START SOURCE DATA

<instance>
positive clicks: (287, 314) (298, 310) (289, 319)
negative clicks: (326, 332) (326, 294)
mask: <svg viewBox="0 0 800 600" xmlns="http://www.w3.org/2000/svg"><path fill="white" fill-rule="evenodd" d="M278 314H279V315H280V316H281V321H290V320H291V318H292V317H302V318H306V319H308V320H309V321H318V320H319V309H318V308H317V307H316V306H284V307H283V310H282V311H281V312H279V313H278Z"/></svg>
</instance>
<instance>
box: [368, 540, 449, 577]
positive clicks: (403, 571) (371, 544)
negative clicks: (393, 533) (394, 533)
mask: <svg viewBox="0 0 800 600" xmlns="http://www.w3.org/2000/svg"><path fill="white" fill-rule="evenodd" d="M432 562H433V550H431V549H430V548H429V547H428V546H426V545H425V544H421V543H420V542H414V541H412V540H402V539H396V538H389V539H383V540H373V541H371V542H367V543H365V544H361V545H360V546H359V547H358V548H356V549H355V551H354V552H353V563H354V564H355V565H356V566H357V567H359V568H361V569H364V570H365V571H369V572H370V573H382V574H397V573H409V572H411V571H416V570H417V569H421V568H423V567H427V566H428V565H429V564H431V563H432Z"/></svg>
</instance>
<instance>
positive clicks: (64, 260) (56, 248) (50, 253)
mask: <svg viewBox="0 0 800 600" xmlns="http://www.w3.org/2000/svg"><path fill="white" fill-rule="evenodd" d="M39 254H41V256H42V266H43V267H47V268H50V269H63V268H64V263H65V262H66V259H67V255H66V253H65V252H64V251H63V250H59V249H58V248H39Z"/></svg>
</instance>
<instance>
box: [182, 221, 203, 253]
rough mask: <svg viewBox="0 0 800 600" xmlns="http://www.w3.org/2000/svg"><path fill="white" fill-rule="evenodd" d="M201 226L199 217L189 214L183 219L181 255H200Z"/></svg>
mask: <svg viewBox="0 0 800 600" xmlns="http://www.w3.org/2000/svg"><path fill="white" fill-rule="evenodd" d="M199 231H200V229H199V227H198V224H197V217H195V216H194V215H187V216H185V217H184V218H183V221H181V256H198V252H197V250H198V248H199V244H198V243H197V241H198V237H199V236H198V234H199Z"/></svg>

END SOURCE DATA

_TASK INSTRUCTIONS_: Reproduce only the lines from the top of the material through the one bearing "box: [182, 221, 203, 253]", each exactly as it stands.

_OUTPUT OF THE TASK_:
<instance>
positive clicks: (287, 314) (298, 310) (289, 319)
negative clicks: (326, 332) (326, 294)
mask: <svg viewBox="0 0 800 600" xmlns="http://www.w3.org/2000/svg"><path fill="white" fill-rule="evenodd" d="M278 314H279V315H280V316H281V321H290V320H291V318H292V317H302V318H306V319H308V320H309V321H318V320H319V309H318V308H317V307H316V306H284V307H283V310H282V311H281V312H279V313H278Z"/></svg>
</instance>
<instance>
box: [368, 540, 449, 577]
positive clicks: (403, 571) (371, 544)
negative clicks: (393, 533) (394, 533)
mask: <svg viewBox="0 0 800 600" xmlns="http://www.w3.org/2000/svg"><path fill="white" fill-rule="evenodd" d="M432 562H433V550H431V549H430V548H429V547H428V546H426V545H425V544H421V543H420V542H414V541H412V540H402V539H396V538H389V539H383V540H373V541H371V542H367V543H365V544H361V545H360V546H359V547H358V548H356V549H355V551H354V552H353V563H354V564H355V565H356V566H357V567H359V568H361V569H364V570H365V571H369V572H370V573H382V574H397V573H409V572H411V571H416V570H417V569H421V568H423V567H427V566H428V565H429V564H431V563H432Z"/></svg>
</instance>
<instance>
positive clicks: (64, 260) (56, 248) (50, 253)
mask: <svg viewBox="0 0 800 600" xmlns="http://www.w3.org/2000/svg"><path fill="white" fill-rule="evenodd" d="M39 254H41V256H42V266H43V267H47V268H50V269H63V268H64V263H65V262H66V259H67V255H66V253H65V252H64V251H63V250H59V249H58V248H39Z"/></svg>
</instance>
<instance>
box: [182, 221, 203, 253]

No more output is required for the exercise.